_Required work:_
Everything in the records except the pictures should come back exactly as written.

_Records to use:_
◇ ◇ ◇ ◇ ◇

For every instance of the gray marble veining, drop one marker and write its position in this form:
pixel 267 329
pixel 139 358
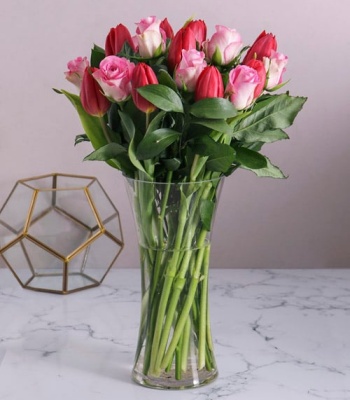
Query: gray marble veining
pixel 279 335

◇ ◇ ◇ ◇ ◇

_Response for this exercise:_
For every instance of the gray marble veining, drop one marker and write its position in this form:
pixel 267 329
pixel 139 358
Query: gray marble veining
pixel 279 335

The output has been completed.